#### [PAGE TEXT]
• • • • •
This week, the High Court rejected insurers’ submission to shield themselves from claims from up to 250,000 businesses claiming costs on business interruption policies.
Shine Lawyers general manager of loss recovery Tracey Ryan said this could have a massive impact on the insurance industry and businesses alike.
“It has been estimated by the Insurance Council of Australia that 250,000 policy holders will have combined losses exceeding $10 billion dollars and this may need to be paid by insurers,” she said.
Insurers say the aforementioned business interruption policies were originally intended for events like blackouts and floods, with a clause excluding pandemics. However, the clause referred to an outdated piece of legislation; the Quarantine Act, which was repealed in 2016 by the Biosecurity Act.
After losing in a Federal Court case, insurers argued that the policies clearly referred to pandemics in general and that the specific legislation or words in the contract shouldn’t matter, but the High Court declined to overturn the previous decision. It cited that there wasn’t “sufficient doubt” within the Federal Court ruling to warrant another hearing.
• • • • •
#### [MATERIAL SUPPLIED]
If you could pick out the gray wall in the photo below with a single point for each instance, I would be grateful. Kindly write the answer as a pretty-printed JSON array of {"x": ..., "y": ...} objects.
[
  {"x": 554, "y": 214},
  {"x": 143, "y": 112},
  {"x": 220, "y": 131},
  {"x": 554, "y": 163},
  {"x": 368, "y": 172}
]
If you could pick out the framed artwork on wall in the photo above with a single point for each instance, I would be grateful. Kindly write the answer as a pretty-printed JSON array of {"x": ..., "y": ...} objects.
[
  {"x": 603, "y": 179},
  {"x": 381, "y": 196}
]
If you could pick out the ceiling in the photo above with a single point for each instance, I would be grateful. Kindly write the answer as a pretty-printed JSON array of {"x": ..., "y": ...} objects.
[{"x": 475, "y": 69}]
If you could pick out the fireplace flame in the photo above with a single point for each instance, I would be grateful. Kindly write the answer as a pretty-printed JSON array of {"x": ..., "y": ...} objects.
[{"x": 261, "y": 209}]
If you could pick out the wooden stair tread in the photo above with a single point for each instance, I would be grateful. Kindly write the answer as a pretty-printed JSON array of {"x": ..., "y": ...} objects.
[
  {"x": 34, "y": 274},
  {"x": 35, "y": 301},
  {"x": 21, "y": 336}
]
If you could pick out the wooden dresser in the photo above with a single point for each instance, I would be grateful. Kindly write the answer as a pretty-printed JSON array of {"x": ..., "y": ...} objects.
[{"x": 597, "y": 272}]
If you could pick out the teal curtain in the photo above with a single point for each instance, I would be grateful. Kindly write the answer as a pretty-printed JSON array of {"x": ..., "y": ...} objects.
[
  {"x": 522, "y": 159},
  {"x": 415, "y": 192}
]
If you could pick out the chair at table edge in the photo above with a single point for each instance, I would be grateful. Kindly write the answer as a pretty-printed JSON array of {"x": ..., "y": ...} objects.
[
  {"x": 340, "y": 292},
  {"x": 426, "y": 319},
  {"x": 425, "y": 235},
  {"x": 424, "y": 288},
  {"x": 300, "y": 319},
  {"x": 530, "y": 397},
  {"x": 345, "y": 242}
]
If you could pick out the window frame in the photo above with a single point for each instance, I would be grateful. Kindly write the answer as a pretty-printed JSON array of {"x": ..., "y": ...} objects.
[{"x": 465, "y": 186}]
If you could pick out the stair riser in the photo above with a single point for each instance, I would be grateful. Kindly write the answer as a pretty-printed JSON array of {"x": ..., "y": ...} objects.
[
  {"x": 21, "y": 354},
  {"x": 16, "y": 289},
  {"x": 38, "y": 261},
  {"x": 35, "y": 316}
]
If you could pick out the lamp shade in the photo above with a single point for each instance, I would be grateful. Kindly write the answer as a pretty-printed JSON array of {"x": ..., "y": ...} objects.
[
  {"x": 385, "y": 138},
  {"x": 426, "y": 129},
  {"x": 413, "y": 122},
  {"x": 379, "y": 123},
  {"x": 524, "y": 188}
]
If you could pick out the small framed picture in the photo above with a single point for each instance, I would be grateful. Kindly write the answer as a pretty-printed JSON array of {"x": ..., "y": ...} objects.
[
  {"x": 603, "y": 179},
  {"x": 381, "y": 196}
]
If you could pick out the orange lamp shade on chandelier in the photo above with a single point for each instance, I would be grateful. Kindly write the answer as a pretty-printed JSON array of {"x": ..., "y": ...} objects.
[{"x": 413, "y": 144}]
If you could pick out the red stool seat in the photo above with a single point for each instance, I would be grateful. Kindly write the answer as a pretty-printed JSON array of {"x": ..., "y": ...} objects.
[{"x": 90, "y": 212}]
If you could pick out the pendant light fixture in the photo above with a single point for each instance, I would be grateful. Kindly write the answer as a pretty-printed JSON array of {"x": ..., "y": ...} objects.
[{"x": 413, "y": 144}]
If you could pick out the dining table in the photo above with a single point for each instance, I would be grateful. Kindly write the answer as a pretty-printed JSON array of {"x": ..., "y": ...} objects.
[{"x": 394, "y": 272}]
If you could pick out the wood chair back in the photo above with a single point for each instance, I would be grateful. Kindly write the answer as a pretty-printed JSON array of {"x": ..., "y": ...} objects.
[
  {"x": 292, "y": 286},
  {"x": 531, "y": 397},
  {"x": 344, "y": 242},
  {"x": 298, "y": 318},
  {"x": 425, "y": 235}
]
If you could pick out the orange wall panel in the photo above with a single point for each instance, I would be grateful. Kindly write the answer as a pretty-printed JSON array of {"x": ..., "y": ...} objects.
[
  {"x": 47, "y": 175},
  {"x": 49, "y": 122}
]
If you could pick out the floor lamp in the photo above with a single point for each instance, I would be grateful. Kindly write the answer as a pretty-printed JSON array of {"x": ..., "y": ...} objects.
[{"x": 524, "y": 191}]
• • • • •
#### [EXERCISE AIM]
Copy the passage on business interruption claims from "This week, the" up to and including "business interruption policies.", swapping "High Court" for "Supreme Court".

#### [EXERCISE ANSWER]
This week, the Supreme Court rejected insurers’ submission to shield themselves from claims from up to 250,000 businesses claiming costs on business interruption policies.